### THE EXERCISE
Copy out every line of the items below without any change, omitting the pictures from your answer.

[Image entries concerning named regions]
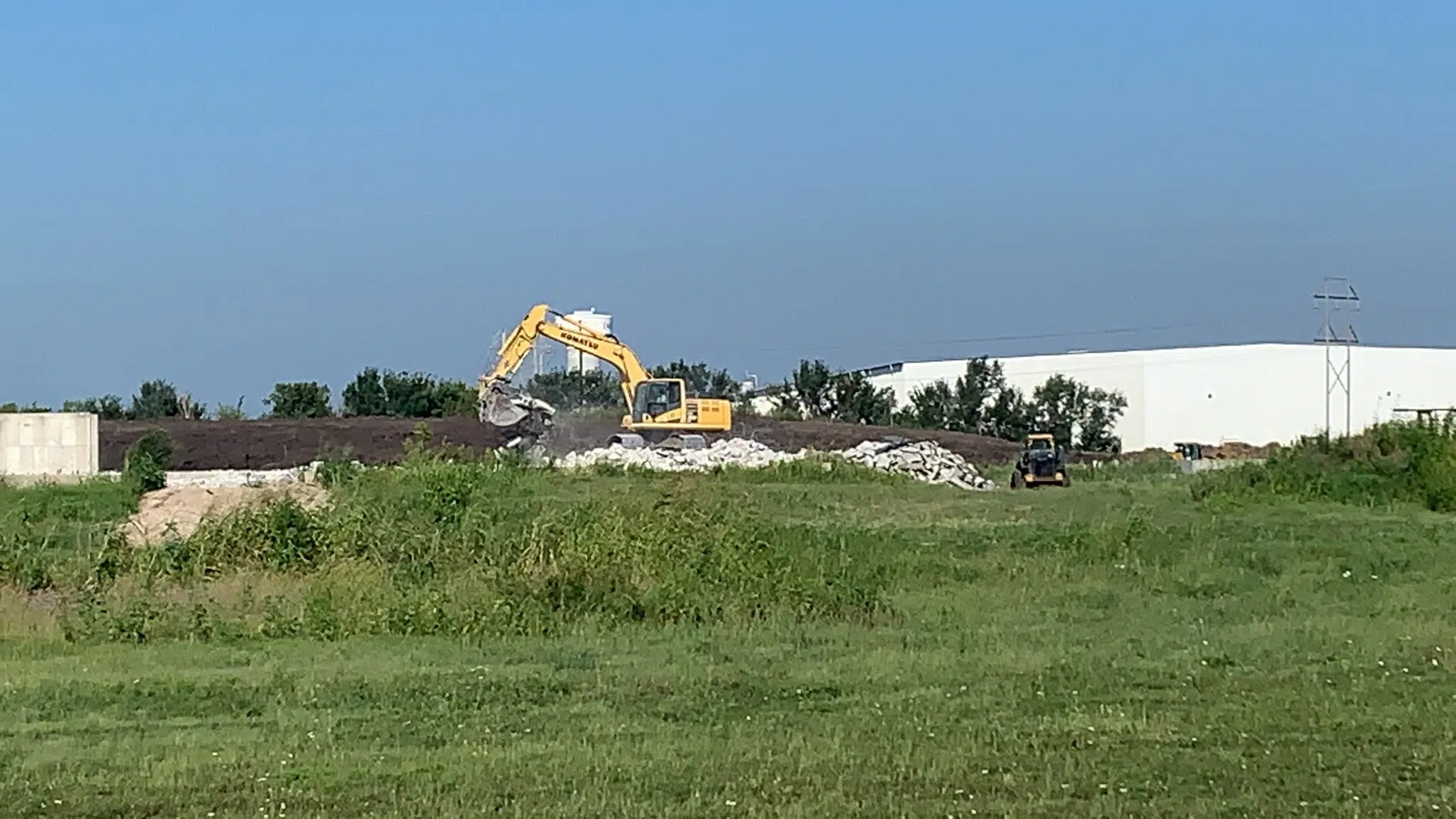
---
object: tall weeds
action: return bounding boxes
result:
[46,453,887,640]
[1192,418,1456,511]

### SOLUTION BELOW
---
object: tall weeds
action: return bounding boxes
result:
[46,453,887,640]
[1192,418,1456,511]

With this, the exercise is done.